- **Page excerpt**:
● ● ●
The government is going to build a “new generation” of higher technical qualifications at levels 4 and 5 for T-level students to progress onto, the education secretary will announce today.

A consultation on the qualifications, which will be an alternative to degrees and apprenticeships for mostly 18-year-olds, will be launched early next year with an introduction date set for 2022.

Damian Hinds (pictured) will make the commitment during a speech about ending “snobbery” over technical education, in which he’ll also announce reforms to student destination measures and the next seven T-level programmes, to be taught from 2021.

We’ve revered the academic but treated vocational as second class

FE Week understands that the higher T-levels will be developed using the suite of existing level 4 and 5 technical qualifications currently funded through advance learner loans, as well as the creation of some completely new qualifications.
● ● ●
- **Set task a**: Shorten the paragraph of the passage on higher technical qualifications that begins "A consultation on the qualifications" and keep its main facts.
The passage and the rows that follow it have no connection to each other.
● ● ●
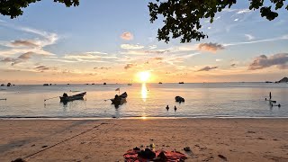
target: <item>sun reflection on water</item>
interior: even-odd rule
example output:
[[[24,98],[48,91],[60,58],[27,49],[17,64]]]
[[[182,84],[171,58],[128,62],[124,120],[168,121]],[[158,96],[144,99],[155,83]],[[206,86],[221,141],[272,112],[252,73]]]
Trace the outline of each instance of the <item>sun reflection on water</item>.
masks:
[[[141,88],[141,98],[142,98],[143,102],[146,102],[147,95],[148,95],[148,89],[146,87],[146,84],[143,83],[142,88]]]

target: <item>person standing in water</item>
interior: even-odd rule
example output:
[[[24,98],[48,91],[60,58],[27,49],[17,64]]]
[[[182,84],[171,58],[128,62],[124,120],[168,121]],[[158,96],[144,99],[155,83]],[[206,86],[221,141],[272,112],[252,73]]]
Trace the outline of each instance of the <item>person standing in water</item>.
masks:
[[[271,95],[271,92],[270,92],[270,94],[269,94],[269,99],[271,100],[271,98],[272,98],[272,95]]]

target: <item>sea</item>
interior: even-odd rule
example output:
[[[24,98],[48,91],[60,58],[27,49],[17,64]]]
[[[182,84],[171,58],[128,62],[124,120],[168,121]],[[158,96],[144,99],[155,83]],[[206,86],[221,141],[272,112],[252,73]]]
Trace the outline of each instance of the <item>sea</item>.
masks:
[[[84,100],[60,103],[63,93],[80,92],[86,92]],[[110,99],[123,92],[128,94],[127,103],[115,108]],[[274,106],[266,101],[270,92],[276,101]],[[176,103],[177,95],[184,103]],[[286,83],[16,85],[0,87],[0,99],[4,98],[1,119],[288,117]]]

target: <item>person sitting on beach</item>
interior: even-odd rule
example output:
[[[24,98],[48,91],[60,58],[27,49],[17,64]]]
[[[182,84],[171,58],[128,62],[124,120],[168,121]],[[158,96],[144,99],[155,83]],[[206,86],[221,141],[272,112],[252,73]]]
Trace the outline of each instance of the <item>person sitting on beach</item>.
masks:
[[[66,93],[64,93],[63,97],[68,97],[68,95]]]
[[[120,101],[120,100],[121,100],[121,97],[120,97],[118,94],[116,94],[114,100],[115,100],[115,101]]]

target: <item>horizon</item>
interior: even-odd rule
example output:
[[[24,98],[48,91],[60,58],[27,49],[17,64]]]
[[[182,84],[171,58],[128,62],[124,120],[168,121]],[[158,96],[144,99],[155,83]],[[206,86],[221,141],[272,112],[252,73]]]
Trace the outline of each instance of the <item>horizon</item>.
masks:
[[[0,84],[277,81],[288,72],[288,15],[274,21],[238,2],[202,20],[209,38],[158,41],[148,2],[38,2],[0,15]],[[131,7],[132,6],[132,7]],[[140,73],[148,72],[141,80]]]

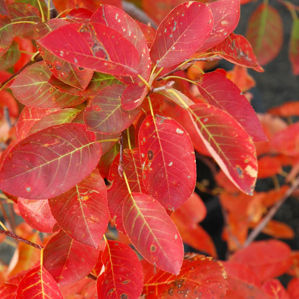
● ● ●
- **Set task b**: In the rows, start at the line containing "target: <item>person sitting on beach</item>" and continue through the last row. Change every "example output" to "sample output", keep everything else the same, and leave the pictures out of your answer.

- **Correct output a**: A consultation on the new qualifications will open early next year. The qualifications are meant as an alternative to degrees and apprenticeships, mostly for 18-year-olds, and are due to be introduced in 2022.

- **Correct output b**:
target: <item>person sitting on beach</item>
interior: even-odd rule
sample output:
[[[24,98],[48,91],[60,58],[27,49],[17,64]]]
[[[182,84],[171,58],[128,62],[124,120],[168,121]],[[158,96],[144,99],[155,83]],[[206,86],[221,141],[272,112],[252,73]]]
Trace the outline of each instance of the <item>person sitting on beach</item>.
masks:
[[[66,93],[64,93],[63,97],[68,97],[68,95]]]
[[[120,101],[120,100],[121,100],[121,97],[120,97],[118,94],[116,94],[114,100],[115,100],[115,101]]]

target: <item>horizon</item>
interior: even-odd rule
sample output:
[[[24,98],[48,91],[60,58],[27,49],[17,64]]]
[[[182,84],[171,58],[128,62],[124,120],[168,121]],[[158,96],[144,99],[155,83]],[[206,86],[221,141],[272,112],[252,73]]]
Trace the outline of each instance of the <item>horizon</item>.
masks:
[[[0,84],[277,81],[288,72],[288,15],[274,21],[238,2],[202,20],[209,38],[158,41],[148,2],[38,2],[0,15]],[[131,7],[132,6],[132,7]],[[140,73],[148,72],[141,80]]]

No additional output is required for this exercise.